#### Soal 1:
Tolong sebutkan semua tokoh yang disebut namanya dalam teks bacaan di bawah.

Presiden RI keempat, Alm. KH. Abdurrahman Wahid (Gus Dur), pada tahun 2001 mengatakan: “Keterangan saya tidak begitu dipahami karena memang enggak jelas bedanya antara DPR dan TK,” ucap Gus Dur. Pernyataan tersebut membuat Anggota DPR marah, dan menuntut Gus Dur menarik ucapannya. Namun Gus Dur menjelaskan bahwa ucapannya sebatas humor.
Namun kemudian Gus Dur ternyata menyesal menyamakan anggota DPR dengan anak TK. Akan tetapi penyesalan yang dimaksud Gus Dur berbeda dengan pikiran banyak orang. “Saya menyesal menyamakan DPR dengan taman kanak-kanak,” kata Gus Dur. “Saya merasa berdosa telah meremehkan anak- anak yang suci, cerdas, dan kreatif. Sedangkan anggota DPR yang kotor dan kreatif mencari celah untuk uang, ” ucap Gus Dur.
Dalam dinamika politik nasional, yang berhasil direlokasi Gibran dari Jakarta ke Surakarta, Kongres Rakyat Nasional (Kornas), rekan juang politik Jokowi sejak 2014, dan akan melanjutkan perjuangan bersama Ganjar Pranowo 2024 menyampaikan pandangan sebagai berikut:
Pertama, bahwa Kornas mengapresiasi Capres Prabowo yang rendah hati bersedia menemui “anak kecil”. Wedangan bersama Gibran yang mengaku sebagai “anak kecil”. Kemudian silaturahmi dan nostalgia dengan SBY yang disebut “anak kecil” oleh Alm. Taufiq Kiemas.

#### Catatan Latihan:
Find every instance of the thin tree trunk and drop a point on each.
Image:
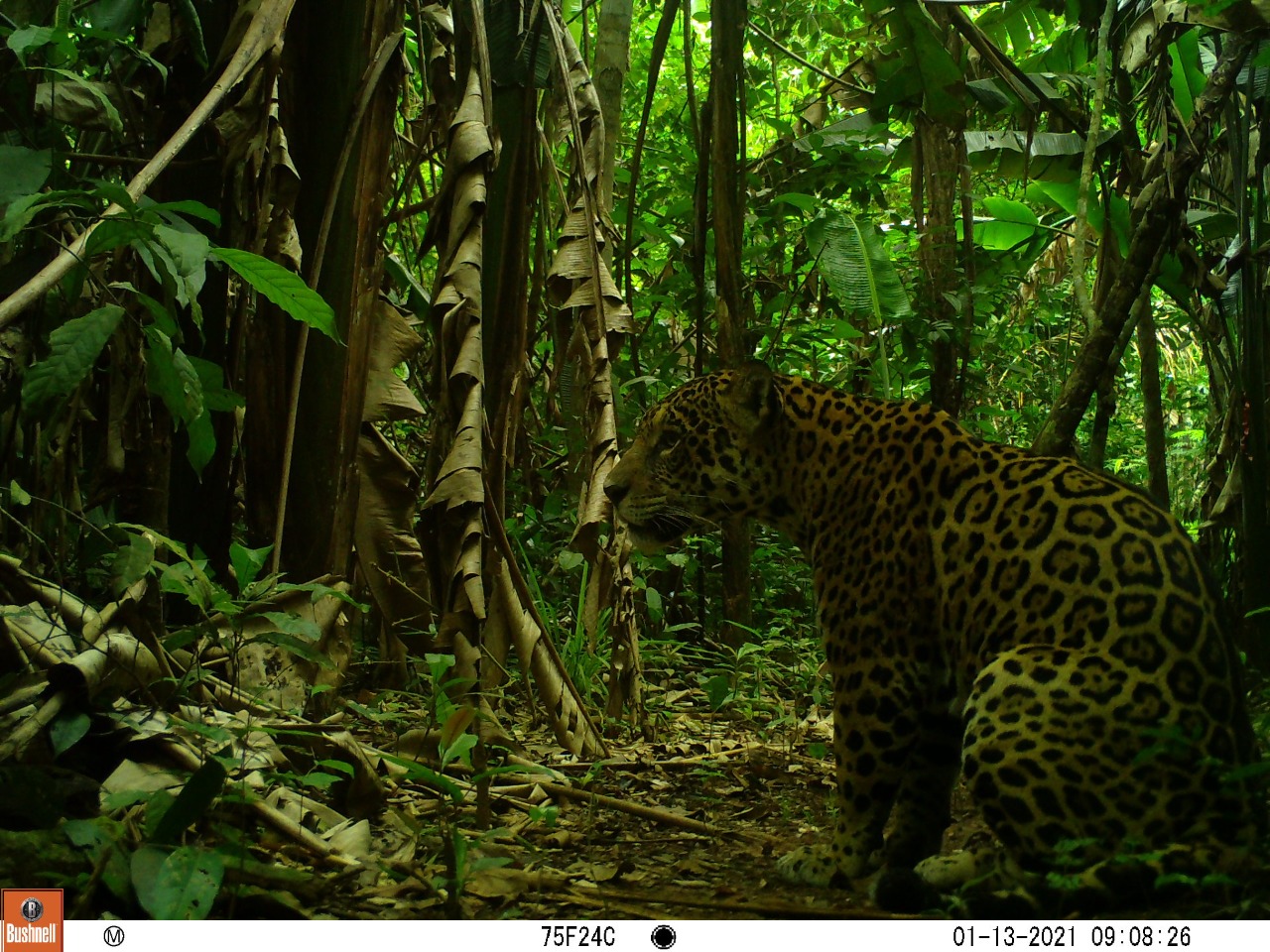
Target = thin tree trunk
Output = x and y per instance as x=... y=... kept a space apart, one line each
x=333 y=46
x=1152 y=408
x=937 y=252
x=726 y=91
x=1157 y=211
x=612 y=61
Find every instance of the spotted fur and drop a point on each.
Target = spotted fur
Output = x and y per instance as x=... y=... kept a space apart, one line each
x=1043 y=629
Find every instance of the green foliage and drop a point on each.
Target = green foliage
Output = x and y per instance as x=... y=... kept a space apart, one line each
x=282 y=287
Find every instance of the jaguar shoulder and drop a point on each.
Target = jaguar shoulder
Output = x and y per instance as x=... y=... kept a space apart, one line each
x=1042 y=629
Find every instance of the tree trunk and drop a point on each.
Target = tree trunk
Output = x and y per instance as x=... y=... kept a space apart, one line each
x=1159 y=208
x=1152 y=408
x=331 y=45
x=612 y=61
x=726 y=91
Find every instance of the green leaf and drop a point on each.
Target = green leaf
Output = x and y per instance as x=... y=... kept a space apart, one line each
x=248 y=562
x=17 y=494
x=857 y=268
x=1011 y=225
x=172 y=377
x=181 y=884
x=96 y=91
x=27 y=39
x=300 y=648
x=73 y=349
x=804 y=203
x=67 y=729
x=194 y=798
x=282 y=287
x=294 y=625
x=131 y=562
x=23 y=172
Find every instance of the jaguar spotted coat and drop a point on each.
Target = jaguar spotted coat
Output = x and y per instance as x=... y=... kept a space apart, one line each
x=1043 y=629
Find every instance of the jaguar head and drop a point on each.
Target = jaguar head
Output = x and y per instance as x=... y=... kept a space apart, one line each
x=705 y=452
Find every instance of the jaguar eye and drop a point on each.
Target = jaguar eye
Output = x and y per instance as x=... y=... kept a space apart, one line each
x=668 y=442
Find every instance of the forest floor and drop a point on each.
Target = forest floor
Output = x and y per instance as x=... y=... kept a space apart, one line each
x=686 y=825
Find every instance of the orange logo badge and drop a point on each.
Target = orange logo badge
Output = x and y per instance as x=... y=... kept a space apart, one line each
x=32 y=920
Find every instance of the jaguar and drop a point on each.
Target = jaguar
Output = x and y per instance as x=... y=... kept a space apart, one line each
x=1040 y=630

#### Soal 2:
Ubah baris-baris catatan di atas menjadi daftar JSON berisi string, satu string untuk setiap baris dan tanpa baris kosong, mulai dari baris yang memuat "Find every instance of the jaguar eye" hingga baris terakhir catatan.

#### Jawaban Tertulis 1:
- Abdurrahman Wahid (Gus Dur)
- Gibran
- Jokowi
- Ganjar Pranowo
- Prabowo
- SBY
- Taufiq Kiemas

#### Jawaban Tertulis 2:
[
  "Find every instance of the jaguar eye and drop a point on each.",
  "Target = jaguar eye",
  "Output = x and y per instance as x=... y=... kept a space apart, one line each",
  "x=668 y=442",
  "Find every instance of the forest floor and drop a point on each.",
  "Target = forest floor",
  "Output = x and y per instance as x=... y=... kept a space apart, one line each",
  "x=686 y=825",
  "Find every instance of the orange logo badge and drop a point on each.",
  "Target = orange logo badge",
  "Output = x and y per instance as x=... y=... kept a space apart, one line each",
  "x=32 y=920",
  "Find every instance of the jaguar and drop a point on each.",
  "Target = jaguar",
  "Output = x and y per instance as x=... y=... kept a space apart, one line each",
  "x=1040 y=630"
]